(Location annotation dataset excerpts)
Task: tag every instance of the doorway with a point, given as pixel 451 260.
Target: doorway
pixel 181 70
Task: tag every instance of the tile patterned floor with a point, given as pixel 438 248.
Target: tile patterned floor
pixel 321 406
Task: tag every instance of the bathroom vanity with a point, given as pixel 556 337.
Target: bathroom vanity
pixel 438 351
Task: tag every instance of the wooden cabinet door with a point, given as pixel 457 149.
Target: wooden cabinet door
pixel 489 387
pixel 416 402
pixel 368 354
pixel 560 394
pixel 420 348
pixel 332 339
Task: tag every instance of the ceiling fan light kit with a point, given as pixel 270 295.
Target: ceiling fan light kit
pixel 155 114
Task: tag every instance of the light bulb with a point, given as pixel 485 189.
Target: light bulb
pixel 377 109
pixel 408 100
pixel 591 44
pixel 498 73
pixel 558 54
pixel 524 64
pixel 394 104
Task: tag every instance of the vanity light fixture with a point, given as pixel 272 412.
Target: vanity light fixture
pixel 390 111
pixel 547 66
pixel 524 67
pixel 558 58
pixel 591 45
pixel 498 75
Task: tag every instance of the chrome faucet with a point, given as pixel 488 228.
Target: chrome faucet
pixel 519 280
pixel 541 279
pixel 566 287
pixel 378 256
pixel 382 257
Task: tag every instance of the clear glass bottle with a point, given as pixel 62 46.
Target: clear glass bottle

◆ Goal: Transcribe the items verbatim, starting at the line containing "Task: tag every instance of the light" and ending at the final line of the items.

◆ Result for this exercise:
Task: tag every instance of the light bulb with a point, given as pixel 485 189.
Target: light bulb
pixel 377 109
pixel 408 100
pixel 591 44
pixel 498 73
pixel 558 54
pixel 524 64
pixel 394 104
Task: tag every instance of the vanity light fixture with a point, given as pixel 272 412.
Target: vanity light fixture
pixel 390 111
pixel 547 66
pixel 524 67
pixel 558 58
pixel 591 45
pixel 498 75
Task: tag every instance of the chrome faucet with a point, given as pixel 488 228.
Target: chrome faucet
pixel 519 280
pixel 541 279
pixel 566 287
pixel 378 256
pixel 382 257
Task: tag every instance of the clear glass bottle with a point, given as pixel 62 46.
Target: clear glass bottle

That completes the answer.